▶ _WHAT THE TASK ASKS_
Exactly as written, repeat all of the records below.

▶ _PROVIDED DATA_
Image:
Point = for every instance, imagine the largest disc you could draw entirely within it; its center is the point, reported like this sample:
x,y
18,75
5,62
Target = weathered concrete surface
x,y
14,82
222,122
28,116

▶ _ANSWER TO THIS PROBLEM_
Image:
Point = for every instance, imagine the largest disc you could draw entirely within it; its center is the point, reported like this sample:
x,y
18,75
5,62
Target = weathered concrete surface
x,y
14,82
222,122
28,116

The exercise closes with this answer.